(TASK MATERIAL Opens)

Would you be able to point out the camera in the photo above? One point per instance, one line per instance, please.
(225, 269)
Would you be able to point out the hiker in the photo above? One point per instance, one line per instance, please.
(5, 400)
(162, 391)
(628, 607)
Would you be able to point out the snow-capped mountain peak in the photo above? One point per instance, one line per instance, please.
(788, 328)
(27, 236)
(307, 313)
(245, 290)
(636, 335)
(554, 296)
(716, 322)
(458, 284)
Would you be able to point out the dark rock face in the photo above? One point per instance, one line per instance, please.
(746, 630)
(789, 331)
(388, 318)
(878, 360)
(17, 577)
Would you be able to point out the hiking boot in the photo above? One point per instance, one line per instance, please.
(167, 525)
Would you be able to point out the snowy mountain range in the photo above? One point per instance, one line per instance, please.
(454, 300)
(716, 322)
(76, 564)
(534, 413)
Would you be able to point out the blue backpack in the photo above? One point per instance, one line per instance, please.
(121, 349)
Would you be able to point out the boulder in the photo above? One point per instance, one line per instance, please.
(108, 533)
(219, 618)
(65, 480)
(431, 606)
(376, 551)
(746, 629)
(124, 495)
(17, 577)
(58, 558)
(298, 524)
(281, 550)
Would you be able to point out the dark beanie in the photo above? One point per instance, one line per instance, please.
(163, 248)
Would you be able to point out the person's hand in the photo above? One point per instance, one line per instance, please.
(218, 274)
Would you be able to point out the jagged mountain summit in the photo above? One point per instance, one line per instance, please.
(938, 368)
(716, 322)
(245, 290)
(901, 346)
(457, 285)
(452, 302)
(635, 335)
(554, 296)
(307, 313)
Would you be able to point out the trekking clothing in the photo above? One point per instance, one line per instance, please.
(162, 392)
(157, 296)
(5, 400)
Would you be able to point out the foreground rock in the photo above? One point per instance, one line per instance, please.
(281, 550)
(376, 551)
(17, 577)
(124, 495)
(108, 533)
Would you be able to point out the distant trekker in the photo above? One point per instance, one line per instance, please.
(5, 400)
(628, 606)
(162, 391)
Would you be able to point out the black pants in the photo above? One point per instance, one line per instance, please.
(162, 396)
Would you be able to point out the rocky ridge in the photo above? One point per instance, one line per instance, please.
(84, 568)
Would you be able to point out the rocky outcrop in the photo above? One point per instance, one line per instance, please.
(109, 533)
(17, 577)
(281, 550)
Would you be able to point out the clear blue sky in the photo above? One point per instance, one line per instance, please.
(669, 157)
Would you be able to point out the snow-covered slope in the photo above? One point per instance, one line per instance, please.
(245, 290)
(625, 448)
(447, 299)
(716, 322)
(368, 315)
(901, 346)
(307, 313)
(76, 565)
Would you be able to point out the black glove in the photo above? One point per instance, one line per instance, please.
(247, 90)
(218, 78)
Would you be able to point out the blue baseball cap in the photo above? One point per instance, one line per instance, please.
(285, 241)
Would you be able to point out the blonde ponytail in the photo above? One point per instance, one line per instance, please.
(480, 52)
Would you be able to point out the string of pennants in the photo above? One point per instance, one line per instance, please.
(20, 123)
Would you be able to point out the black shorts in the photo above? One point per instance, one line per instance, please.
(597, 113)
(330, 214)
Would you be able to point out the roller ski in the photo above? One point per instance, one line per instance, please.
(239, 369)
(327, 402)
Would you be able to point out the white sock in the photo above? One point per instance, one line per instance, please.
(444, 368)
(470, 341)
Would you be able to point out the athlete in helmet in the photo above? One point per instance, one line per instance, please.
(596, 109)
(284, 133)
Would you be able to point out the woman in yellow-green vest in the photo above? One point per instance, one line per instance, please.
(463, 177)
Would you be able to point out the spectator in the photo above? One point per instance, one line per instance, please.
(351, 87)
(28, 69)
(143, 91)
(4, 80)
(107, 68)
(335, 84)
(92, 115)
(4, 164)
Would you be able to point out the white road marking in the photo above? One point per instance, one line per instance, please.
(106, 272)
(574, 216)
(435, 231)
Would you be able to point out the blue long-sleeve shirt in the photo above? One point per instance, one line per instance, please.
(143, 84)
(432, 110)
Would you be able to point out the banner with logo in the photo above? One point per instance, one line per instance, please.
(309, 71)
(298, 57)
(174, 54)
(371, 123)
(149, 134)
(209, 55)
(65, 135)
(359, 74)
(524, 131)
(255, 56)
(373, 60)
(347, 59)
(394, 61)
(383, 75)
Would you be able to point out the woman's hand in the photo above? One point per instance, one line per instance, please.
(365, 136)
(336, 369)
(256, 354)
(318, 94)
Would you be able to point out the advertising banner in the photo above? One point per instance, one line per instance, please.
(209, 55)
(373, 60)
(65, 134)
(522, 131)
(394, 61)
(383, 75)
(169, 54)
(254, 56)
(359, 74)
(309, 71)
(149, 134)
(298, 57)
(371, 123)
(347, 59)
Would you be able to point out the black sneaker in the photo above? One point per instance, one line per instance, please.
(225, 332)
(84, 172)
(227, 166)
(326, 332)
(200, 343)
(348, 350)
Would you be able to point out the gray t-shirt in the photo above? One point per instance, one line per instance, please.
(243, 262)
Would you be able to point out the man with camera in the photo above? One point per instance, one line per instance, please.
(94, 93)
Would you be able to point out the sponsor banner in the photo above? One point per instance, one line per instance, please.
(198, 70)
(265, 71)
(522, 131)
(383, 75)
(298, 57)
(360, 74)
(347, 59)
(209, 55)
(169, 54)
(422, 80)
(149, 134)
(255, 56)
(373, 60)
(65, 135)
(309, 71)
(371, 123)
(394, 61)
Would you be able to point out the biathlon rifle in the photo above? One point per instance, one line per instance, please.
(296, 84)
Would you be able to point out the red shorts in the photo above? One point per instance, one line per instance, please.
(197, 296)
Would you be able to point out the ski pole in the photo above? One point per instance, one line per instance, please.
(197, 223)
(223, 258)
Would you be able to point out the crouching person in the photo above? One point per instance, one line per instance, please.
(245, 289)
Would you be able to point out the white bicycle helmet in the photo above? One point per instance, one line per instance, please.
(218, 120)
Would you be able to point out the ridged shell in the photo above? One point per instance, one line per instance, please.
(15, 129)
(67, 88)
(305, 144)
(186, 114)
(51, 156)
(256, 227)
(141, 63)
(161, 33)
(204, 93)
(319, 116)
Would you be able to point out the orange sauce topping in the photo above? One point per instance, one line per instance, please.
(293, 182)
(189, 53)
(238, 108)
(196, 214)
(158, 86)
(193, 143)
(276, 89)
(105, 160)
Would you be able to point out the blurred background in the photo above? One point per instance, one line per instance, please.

(TASK MATERIAL Closes)

### TASK TO CARRY OUT
Copy out the full listing exactly.

### RESPONSE AREA
Would you be able to point out the camera in the photo above? One point per instance, one line per instance, please.
(225, 269)
Would you be able to point out the hiker in the photo above? One point per instance, one line per instance, please.
(5, 400)
(162, 391)
(628, 607)
Would you be able to point out the snow-capped mountain peak in the photo above? One point per instance, one line per instance, please.
(788, 328)
(27, 236)
(307, 313)
(245, 290)
(636, 335)
(554, 296)
(716, 322)
(458, 284)
Would you be able to point out the dark rock face in the photo above? One point per instance, one line per instance, please.
(746, 630)
(789, 331)
(388, 318)
(878, 360)
(17, 577)
Would you be able to point out the hiking boot in the photo above? One point per instance, one line per instance, please.
(167, 525)
Would you be able to point out the snowy mountain range in the photo above? One point per instance, one line per instance, please.
(454, 300)
(716, 322)
(76, 564)
(534, 413)
Would you be able to point out the blue backpack in the photo above? One point per instance, one line per instance, please.
(121, 349)
Would you be able to point out the boulder in the photo above? One point per instance, one line per instance, please.
(108, 533)
(219, 618)
(65, 480)
(431, 606)
(376, 551)
(746, 629)
(124, 495)
(17, 577)
(58, 558)
(298, 524)
(281, 550)
Would you be able to point out the dark beanie in the photo above? One point per instance, one line per instance, please.
(163, 248)
Would you be able to point out the person's hand in the photo above? One point per instance, one line per instance, please.
(218, 274)
Would you be able to point out the jagged mountain summit in the photo above? One point per instance, one line per instance, please.
(938, 368)
(716, 322)
(245, 290)
(901, 346)
(457, 285)
(452, 302)
(635, 335)
(554, 296)
(307, 313)
Would you be able to point out the trekking clothing in the photo above? One point per instance, one line per instance, please.
(162, 392)
(157, 296)
(5, 400)
Would you be able to point out the foreground rock in the photo above? One point per instance, one line per instance, please.
(281, 550)
(376, 551)
(17, 577)
(124, 495)
(108, 533)
Would you be able to point out the distant trekker in the photo above? One point per instance, one line per instance, please.
(5, 400)
(628, 606)
(162, 391)
Would you be able to point out the black pants in the photo above? One point per instance, one line per instance, please.
(162, 396)
Would you be able to point out the rocky ridge in the photo above? One point per instance, one line per instance, please.
(84, 568)
Would you be able to point out the rocky outcrop in the photo above? One point per instance, one line per instance, please.
(109, 533)
(17, 577)
(281, 550)
Would you be able to point out the clear blue sky in the photo above? One point per instance, one line per instance, please.
(669, 157)
Would you be able to point out the snow-covered slope in the photo above? One point per instance, one line per instance, please.
(245, 290)
(625, 448)
(447, 299)
(716, 322)
(368, 315)
(901, 346)
(307, 313)
(76, 565)
Would you be able to point out the black glove in the photo above? One point per instance, one line per instance, please.
(247, 90)
(218, 78)
Would you be able to point out the blue baseball cap in the photo above? One point per instance, one line per instance, please.
(285, 241)
Would you be able to point out the blonde ponytail in the photo above? One point per instance, one line per instance, please.
(480, 52)
Would you be able to point out the string of pennants in the photo above? One point per instance, one line per instance, please.
(20, 123)
Would you be able to point out the black shorts in the photo above? One point per instance, one line per instance, please.
(597, 113)
(330, 214)
Would you be able to point out the roller ski in the photo above? One point per instance, one line per instance, please.
(239, 369)
(327, 402)
Would you be able to point out the white sock in the photo above? One point per instance, one line per instance, please.
(444, 368)
(470, 341)
Would you be able to point out the athlete in helmet in the photo above? One point per instance, one line per instance, please.
(596, 109)
(284, 133)
Would you be able to point out the woman in yellow-green vest in the photo above? One point per instance, one line per instance, please.
(463, 177)
Would you be able to point out the spectator in the photo above? One point per instance, one line per instance, please.
(351, 87)
(28, 69)
(143, 91)
(4, 80)
(107, 68)
(335, 84)
(92, 115)
(4, 164)
Would you be able to point out the white road marking in the photo above? One point per instance, one line per instance, please.
(106, 272)
(574, 216)
(435, 231)
Would you be able to point out the blue long-sleeve shirt in the photo above? One point per instance, one line per instance, please.
(143, 84)
(432, 110)
Would you be able to point out the banner with logo in the photo above? One point per instance, one line per instance, please.
(309, 71)
(298, 57)
(174, 54)
(371, 123)
(149, 134)
(209, 55)
(65, 135)
(359, 74)
(524, 131)
(255, 56)
(373, 60)
(347, 59)
(394, 61)
(383, 75)
Would you be able to point out the woman's hand in the photo above? One point per instance, one line per instance, please.
(365, 136)
(336, 369)
(256, 354)
(318, 94)
Would you be able to point out the advertising banner in the photo above? One point per instance, one line per instance, please.
(209, 55)
(373, 60)
(65, 134)
(522, 131)
(394, 61)
(383, 75)
(169, 54)
(254, 56)
(359, 74)
(309, 71)
(149, 134)
(298, 57)
(371, 123)
(347, 59)
Would you be able to point out the black sneaker in the photo above? One point per instance, one line per instance, please.
(225, 332)
(84, 172)
(227, 166)
(326, 332)
(200, 343)
(348, 350)
Would you be able to point out the gray t-shirt in the photo above? One point per instance, one line per instance, please.
(243, 262)
Would you be able to point out the man with camera in the photo above? One point per instance, one line per instance, please.
(94, 93)
Would you be able to point out the sponsor banner in the photo above? One point per instance, one line per instance, please.
(198, 70)
(265, 71)
(522, 131)
(383, 75)
(298, 57)
(360, 74)
(347, 59)
(209, 55)
(169, 54)
(422, 80)
(149, 134)
(255, 56)
(373, 60)
(65, 135)
(309, 71)
(371, 123)
(394, 61)
Would you be able to point out the biathlon rifle in the photo above? One point per instance, one line per instance, please.
(296, 84)
Would you be able to point out the red shorts in the photo above? One point per instance, one line per instance, please.
(197, 296)
Would you be able to point out the ski pole in the photo above? One point per instance, one line per instance, please.
(197, 223)
(223, 258)
Would you be able to point out the crouching person in the photo above? One point per instance, one line per instance, please.
(245, 289)
Would you be able to point out the white bicycle helmet in the photo above? One point per instance, one line per instance, please.
(218, 120)
Would you be able to point out the ridged shell in the photo above? One point per instance, one line per instance, please.
(15, 129)
(67, 88)
(305, 144)
(186, 114)
(51, 156)
(256, 227)
(141, 63)
(161, 33)
(204, 93)
(319, 116)
Would you be able to point out the orange sauce topping in the photo above? One point per instance, one line per instance, please.
(293, 182)
(189, 53)
(238, 108)
(196, 214)
(158, 86)
(193, 143)
(276, 89)
(105, 160)
Would you be able to point out the blurred background in the photo above? One point per instance, one line per instance, please.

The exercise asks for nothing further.